(Entries from a pointing dataset)

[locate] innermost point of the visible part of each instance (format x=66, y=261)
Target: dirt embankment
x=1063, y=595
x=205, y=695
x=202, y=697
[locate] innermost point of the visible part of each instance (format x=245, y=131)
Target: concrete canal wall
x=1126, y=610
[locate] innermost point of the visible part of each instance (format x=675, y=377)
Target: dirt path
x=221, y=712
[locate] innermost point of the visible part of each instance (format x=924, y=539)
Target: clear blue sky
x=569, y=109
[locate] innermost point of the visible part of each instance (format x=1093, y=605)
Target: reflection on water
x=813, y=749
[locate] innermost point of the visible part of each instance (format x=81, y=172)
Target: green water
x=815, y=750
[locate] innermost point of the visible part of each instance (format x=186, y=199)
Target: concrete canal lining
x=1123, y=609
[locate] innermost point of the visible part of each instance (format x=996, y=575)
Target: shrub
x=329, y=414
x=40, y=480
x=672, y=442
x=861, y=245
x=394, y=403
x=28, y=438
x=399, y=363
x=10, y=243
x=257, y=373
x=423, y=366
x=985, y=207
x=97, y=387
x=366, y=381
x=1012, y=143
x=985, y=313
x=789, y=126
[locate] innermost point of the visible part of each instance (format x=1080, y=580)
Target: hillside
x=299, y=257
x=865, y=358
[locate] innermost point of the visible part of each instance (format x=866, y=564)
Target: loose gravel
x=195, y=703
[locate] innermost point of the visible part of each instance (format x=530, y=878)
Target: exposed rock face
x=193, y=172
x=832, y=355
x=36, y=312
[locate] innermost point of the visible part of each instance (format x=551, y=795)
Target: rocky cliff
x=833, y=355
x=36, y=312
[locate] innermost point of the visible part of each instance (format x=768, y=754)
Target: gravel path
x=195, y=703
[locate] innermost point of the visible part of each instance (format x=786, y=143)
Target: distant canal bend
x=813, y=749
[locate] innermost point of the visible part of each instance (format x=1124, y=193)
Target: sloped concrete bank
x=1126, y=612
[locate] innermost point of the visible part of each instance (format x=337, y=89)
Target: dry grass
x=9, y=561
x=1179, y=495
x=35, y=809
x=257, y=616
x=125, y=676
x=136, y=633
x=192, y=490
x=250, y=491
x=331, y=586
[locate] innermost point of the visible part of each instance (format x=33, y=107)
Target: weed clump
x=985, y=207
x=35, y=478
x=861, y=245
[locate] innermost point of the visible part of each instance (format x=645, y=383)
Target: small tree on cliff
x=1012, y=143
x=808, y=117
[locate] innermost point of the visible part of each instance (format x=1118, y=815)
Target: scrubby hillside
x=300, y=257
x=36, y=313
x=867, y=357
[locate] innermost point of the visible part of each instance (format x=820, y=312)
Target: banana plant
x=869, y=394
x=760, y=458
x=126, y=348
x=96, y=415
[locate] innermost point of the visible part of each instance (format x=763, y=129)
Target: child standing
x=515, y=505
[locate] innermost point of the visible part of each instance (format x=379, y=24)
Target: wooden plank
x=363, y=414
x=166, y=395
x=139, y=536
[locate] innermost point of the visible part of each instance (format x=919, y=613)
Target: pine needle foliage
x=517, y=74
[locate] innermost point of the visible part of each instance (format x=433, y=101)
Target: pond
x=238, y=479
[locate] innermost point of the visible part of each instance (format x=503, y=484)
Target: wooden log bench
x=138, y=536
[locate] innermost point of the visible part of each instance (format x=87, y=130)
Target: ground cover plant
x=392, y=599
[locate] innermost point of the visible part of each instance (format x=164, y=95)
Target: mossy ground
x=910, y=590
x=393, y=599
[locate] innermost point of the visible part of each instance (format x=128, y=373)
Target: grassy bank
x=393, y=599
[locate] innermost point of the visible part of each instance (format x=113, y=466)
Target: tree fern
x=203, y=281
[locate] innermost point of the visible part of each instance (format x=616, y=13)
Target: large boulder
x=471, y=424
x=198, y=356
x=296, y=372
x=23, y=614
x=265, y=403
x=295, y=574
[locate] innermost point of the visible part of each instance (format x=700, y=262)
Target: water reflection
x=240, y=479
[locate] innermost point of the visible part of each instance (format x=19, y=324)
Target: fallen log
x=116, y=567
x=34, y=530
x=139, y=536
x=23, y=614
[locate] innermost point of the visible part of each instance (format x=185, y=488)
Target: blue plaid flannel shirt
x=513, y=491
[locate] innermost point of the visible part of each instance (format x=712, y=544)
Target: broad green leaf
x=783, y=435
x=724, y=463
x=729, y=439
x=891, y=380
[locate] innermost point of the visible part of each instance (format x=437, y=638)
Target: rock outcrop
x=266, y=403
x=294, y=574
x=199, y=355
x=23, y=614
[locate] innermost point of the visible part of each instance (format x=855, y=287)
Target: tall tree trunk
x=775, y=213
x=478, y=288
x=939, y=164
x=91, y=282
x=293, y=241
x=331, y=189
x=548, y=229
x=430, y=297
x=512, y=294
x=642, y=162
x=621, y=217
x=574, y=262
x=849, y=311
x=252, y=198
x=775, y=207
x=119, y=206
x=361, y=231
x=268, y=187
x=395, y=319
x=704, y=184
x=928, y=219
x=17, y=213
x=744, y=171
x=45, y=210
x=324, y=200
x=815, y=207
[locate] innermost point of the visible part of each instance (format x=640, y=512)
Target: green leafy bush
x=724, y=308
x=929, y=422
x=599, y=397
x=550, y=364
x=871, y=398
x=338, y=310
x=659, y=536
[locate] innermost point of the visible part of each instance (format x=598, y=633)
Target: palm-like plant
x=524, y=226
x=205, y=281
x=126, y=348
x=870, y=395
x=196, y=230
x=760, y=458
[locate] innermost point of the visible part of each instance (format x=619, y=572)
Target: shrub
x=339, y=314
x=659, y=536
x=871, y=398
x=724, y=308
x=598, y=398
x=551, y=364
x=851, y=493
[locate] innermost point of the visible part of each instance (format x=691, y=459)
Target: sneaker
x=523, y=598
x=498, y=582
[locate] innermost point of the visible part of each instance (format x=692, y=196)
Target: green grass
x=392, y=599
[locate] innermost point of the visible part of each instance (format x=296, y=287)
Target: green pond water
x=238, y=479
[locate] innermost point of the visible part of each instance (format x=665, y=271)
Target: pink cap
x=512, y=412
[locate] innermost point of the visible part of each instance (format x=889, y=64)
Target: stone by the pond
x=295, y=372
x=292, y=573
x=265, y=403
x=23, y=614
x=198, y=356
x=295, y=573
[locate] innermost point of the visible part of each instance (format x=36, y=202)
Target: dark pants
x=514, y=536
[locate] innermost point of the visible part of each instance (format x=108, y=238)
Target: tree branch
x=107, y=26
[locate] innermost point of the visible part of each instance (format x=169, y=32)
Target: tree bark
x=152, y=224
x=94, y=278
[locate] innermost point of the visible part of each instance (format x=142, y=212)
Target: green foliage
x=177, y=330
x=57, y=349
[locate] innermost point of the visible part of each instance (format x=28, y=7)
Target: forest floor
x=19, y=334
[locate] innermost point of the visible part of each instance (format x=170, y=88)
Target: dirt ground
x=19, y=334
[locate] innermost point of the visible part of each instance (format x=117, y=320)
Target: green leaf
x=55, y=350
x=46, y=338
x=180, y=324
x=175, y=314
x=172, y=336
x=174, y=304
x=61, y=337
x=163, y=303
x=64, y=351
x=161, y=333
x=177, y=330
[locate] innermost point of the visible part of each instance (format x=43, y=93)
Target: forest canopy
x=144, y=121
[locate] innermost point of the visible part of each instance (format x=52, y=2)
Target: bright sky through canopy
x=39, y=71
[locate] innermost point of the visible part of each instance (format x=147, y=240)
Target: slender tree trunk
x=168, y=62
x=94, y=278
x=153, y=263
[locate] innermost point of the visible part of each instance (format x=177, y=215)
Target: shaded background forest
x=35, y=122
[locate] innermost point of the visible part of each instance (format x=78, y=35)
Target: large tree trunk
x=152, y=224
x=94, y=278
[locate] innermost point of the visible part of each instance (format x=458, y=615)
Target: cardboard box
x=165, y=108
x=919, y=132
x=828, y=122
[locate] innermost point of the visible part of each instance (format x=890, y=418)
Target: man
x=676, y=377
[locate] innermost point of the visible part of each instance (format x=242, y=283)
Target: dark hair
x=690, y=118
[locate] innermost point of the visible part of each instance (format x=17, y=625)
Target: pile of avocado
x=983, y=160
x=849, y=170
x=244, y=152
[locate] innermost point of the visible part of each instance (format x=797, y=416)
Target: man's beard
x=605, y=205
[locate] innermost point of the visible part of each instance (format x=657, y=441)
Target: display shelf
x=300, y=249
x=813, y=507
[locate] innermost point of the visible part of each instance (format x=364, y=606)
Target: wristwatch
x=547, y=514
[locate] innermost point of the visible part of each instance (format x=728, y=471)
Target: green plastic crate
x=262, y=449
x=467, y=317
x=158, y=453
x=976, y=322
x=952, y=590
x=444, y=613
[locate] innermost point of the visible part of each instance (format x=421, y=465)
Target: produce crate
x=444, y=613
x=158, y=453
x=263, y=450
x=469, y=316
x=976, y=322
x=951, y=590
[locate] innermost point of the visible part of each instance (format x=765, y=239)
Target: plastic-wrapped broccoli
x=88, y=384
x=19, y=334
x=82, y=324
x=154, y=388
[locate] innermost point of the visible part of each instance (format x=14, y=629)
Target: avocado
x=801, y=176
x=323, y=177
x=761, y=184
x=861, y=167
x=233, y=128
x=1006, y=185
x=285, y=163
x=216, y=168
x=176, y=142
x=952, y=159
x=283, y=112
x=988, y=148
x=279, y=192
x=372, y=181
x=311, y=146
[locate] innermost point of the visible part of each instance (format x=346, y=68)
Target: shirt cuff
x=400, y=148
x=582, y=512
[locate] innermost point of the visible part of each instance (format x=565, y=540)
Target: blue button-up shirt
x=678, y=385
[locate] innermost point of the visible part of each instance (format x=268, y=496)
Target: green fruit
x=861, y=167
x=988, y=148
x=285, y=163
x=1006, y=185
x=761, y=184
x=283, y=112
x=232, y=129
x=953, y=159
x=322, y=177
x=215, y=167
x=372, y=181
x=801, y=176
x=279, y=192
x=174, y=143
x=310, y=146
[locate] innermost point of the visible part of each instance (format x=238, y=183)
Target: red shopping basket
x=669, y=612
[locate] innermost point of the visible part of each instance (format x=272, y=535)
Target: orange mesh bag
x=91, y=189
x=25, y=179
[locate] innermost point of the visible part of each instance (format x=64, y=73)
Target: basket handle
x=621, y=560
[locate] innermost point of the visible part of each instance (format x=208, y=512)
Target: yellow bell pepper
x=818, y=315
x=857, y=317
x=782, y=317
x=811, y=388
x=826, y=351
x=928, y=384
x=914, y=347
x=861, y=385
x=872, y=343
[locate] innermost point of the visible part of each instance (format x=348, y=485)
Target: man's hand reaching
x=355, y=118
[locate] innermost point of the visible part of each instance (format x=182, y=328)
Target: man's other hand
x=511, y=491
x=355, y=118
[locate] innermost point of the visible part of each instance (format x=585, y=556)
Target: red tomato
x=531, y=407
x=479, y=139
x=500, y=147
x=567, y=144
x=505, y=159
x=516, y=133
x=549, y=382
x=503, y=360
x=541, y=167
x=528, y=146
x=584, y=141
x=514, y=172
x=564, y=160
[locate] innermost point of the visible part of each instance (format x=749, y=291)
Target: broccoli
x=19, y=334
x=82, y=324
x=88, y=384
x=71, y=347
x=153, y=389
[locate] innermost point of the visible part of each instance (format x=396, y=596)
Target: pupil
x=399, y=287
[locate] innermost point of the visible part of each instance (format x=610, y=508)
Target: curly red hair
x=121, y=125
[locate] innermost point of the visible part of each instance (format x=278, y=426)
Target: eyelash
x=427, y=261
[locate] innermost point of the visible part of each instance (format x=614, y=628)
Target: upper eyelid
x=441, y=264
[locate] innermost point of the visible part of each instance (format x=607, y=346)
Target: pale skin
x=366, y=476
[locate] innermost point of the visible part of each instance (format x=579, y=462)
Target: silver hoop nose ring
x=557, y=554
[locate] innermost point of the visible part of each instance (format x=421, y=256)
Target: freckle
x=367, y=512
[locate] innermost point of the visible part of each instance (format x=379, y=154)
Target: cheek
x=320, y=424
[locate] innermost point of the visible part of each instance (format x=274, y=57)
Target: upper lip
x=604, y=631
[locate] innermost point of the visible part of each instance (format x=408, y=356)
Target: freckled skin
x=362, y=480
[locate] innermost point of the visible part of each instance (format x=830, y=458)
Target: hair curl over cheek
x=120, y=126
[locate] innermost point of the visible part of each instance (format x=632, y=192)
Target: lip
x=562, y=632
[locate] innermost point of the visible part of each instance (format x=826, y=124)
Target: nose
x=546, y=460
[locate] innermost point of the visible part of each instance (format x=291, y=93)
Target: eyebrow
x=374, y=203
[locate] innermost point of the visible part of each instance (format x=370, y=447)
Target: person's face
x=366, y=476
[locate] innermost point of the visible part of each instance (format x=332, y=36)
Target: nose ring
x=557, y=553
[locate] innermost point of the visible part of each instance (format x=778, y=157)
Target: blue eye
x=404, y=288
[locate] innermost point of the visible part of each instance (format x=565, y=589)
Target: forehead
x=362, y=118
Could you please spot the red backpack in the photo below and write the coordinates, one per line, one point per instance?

[Task details] Rewrite the items from the line containing "(format x=645, y=383)" down to the line containing "x=138, y=536", changing "banana plant" to "banana tree" and leaving everything else the same. Give only those lines.

[The answer]
[locate] innermost point of the visible part of each instance (format x=645, y=383)
Target: small tree on cliff
x=1012, y=143
x=808, y=117
[locate] innermost point of the visible part of each instance (format x=1118, y=815)
Target: scrubby hillside
x=300, y=257
x=36, y=313
x=867, y=357
[locate] innermost point of the visible part of each instance (format x=820, y=312)
Target: banana tree
x=869, y=394
x=760, y=458
x=126, y=348
x=96, y=415
[locate] innermost point of the visible part of each instance (format x=763, y=129)
Target: child standing
x=515, y=505
[locate] innermost point of the visible part of each instance (format x=379, y=24)
Target: wooden plank
x=363, y=414
x=166, y=395
x=139, y=536
[locate] innermost point of the visible part of each instance (format x=919, y=613)
Target: pine needle foliage
x=517, y=74
[locate] innermost point of the visible part of each instance (format x=433, y=101)
Target: pond
x=238, y=479
[locate] innermost point of the visible part of each instance (format x=503, y=484)
Target: wooden log bench
x=138, y=536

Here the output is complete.